## Provided passage
= Beginning of Section =

Police Find Missing Texas Baby Safe
By BETSY BLANEY
LUBBOCK, Texas – Soon after Priscilla Nicole Maldonado was born, her mother told police, a woman in medical scrubs would stop by her hospital room, asking questions about the baby. Then she had a kind offer: She wanted the woman’s address so she could give her a swing and some clothes.
Police say that woman was only posing as a nurse, and fled with the newborn when she arrived. After searching for more than a day, detectives found the 5-day-old baby late Monday abandoned in a car seat beneath a condominium carport in 104-degree weather. The woman police believe took her, 33-year-old Stephanie Lynn Anderson Jones, was being held on kidnapping charges.
"I didn’t even want to let her go," mother Erica Ysasaga said outside the hospital, hours after the baby’s recovery. "The doctors wanted to check her and I didn’t want to let go. I didn’t want to stop hugging and kissing her."
Ysasaga said her daughter would remain at University Medical Center overnight for observation. Ysasaga and the baby’s father, Jesse Maldonado, planned to remain with her. A hospital spokesman said Priscilla appeared to be doing well.

= End of Section =

[Point localization data]

= Beginning of Section =

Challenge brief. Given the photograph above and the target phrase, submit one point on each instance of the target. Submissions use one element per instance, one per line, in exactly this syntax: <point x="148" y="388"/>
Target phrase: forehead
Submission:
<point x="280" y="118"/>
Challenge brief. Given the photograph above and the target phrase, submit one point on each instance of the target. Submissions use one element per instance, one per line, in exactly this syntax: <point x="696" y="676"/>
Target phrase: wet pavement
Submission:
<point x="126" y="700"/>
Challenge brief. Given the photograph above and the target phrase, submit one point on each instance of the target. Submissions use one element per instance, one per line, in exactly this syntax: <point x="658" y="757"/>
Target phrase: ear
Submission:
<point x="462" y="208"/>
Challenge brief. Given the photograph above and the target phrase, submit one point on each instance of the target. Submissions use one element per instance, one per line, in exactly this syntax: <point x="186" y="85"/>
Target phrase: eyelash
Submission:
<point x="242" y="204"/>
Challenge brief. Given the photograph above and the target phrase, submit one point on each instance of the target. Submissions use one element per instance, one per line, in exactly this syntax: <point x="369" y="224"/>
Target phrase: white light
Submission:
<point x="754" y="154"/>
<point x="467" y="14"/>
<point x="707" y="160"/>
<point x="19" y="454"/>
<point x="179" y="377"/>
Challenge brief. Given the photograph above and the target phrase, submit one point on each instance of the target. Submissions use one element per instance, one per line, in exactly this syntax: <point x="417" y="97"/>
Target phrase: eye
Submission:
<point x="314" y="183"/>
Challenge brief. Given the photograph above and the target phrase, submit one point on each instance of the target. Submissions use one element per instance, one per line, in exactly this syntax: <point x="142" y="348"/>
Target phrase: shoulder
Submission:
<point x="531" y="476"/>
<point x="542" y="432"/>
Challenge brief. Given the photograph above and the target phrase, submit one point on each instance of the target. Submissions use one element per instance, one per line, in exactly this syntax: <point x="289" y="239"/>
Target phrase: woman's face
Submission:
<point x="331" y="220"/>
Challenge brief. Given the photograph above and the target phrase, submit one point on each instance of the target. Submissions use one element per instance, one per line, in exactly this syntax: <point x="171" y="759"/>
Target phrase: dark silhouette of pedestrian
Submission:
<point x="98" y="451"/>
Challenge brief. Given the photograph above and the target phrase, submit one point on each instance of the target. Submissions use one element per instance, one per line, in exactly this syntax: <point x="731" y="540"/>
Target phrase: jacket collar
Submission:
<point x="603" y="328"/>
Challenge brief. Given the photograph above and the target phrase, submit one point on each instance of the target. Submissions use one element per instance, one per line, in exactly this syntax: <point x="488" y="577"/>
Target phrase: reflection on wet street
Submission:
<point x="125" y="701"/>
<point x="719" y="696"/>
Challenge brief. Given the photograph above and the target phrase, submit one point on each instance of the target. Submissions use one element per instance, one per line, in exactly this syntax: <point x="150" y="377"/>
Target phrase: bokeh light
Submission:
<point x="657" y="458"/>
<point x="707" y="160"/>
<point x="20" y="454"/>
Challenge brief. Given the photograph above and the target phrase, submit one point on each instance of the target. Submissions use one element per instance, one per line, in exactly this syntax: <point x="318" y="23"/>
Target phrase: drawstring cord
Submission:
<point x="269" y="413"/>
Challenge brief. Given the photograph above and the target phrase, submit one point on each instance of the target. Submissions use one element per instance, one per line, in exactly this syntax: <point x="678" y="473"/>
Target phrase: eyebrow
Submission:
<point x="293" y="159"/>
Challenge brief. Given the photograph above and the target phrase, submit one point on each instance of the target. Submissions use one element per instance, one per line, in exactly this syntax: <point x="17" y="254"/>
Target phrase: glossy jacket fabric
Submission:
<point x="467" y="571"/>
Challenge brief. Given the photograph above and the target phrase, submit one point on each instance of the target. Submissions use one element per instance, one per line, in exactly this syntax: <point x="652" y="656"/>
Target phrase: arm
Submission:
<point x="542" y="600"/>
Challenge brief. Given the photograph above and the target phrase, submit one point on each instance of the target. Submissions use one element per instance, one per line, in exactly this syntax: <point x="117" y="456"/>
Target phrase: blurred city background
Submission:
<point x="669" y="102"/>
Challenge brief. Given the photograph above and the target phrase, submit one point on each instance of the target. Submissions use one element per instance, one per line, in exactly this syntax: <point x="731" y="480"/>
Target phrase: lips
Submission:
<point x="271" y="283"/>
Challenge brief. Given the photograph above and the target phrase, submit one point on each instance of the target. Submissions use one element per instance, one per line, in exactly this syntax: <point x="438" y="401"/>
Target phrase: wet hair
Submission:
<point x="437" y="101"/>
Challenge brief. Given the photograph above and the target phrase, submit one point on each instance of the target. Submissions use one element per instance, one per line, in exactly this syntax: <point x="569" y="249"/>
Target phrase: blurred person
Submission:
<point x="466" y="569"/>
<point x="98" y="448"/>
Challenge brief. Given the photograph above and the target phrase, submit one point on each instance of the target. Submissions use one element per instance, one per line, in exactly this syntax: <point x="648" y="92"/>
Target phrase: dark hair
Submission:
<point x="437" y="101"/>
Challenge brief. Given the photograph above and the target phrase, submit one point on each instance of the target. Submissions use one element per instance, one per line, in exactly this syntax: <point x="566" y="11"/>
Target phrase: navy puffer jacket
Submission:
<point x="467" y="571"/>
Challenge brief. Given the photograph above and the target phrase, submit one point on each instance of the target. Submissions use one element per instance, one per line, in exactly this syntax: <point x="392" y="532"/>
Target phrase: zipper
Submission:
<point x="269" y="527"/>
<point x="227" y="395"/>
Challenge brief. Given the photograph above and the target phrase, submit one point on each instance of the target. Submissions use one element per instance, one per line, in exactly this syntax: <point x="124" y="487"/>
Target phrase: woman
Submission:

= End of Section =

## Work request 1
In the news story about the missing Texas baby, quote everything from "Ysasaga said her" down to "be doing well.".
## Work request 2
Continue the news story about the missing Texas baby from where it stops.

## Exercise result 1
Ysasaga said her daughter would remain at University Medical Center overnight for observation. Ysasaga and the baby’s father, Jesse Maldonado, planned to remain with her. A hospital spokesman said Priscilla appeared to be doing well.

## Exercise result 2
Police Lt. Roy Bassett said a tip led police to Jones, and she led police to the baby. Both she and her husband were being questioned. Jones closely matched the description the baby’s family had provided of the woman who had visited them several times in the hospital last week and came to the home, Bassett said.
Nurses on duty remembered seeing the woman on repeated visits to the hospital, police said. But no one asked why she was not wearing the correct color of scrubs or why she had no identification badge, officials said.
Nurses from doctors’ offices and other medical facilities often wear scrubs and sometimes visit newborns and their families, Bassett said.
"From what I understand, they don’t check and identify every possible visitor who comes to the hospital," he said. "She didn’t make any attempt to take the baby from the hospital and didn’t spark any suspicions."
Beatrice Madrid, Ysasaga’s grandmother, said that when the suspected kidnapper showed up at the house Sunday, her granddaughter was holding Priscilla alongside a living room lamp with its shade removed. The woman encouraged Ysasaga to bring the baby outside into daylight, Madrid said.
At the time of her abduction, the baby had jaundice, a common complication in newborns that causes a yellowing of the skin and the whites of the eyes because of a buildup of pigment in the blood.
Ysasaga said the woman told her she wanted to put the newborn in a baby pageant. "I said, ‘No, my baby is sick. She can’t be out in public,’" Ysasaga said. "She said they would pay me $100 and my baby would win stuff."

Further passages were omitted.